• [Directive]: Write out each of the following entries word for word.

• [Entries provided]:
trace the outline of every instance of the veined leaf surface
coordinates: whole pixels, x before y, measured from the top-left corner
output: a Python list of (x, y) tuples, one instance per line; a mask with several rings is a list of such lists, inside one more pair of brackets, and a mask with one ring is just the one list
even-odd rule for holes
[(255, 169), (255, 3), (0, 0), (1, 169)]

• [Answer for this exercise]:
trace the outline of every instance of the veined leaf surface
coordinates: whole pixels, x before y, measured from the top-left corner
output: a Python list of (x, y) tuples, one instance per line; a mask with several rings is a list of such lists, inside one more pair of brackets, and a mask with one ring is just the one list
even-odd rule for holes
[(255, 169), (255, 3), (0, 0), (1, 169)]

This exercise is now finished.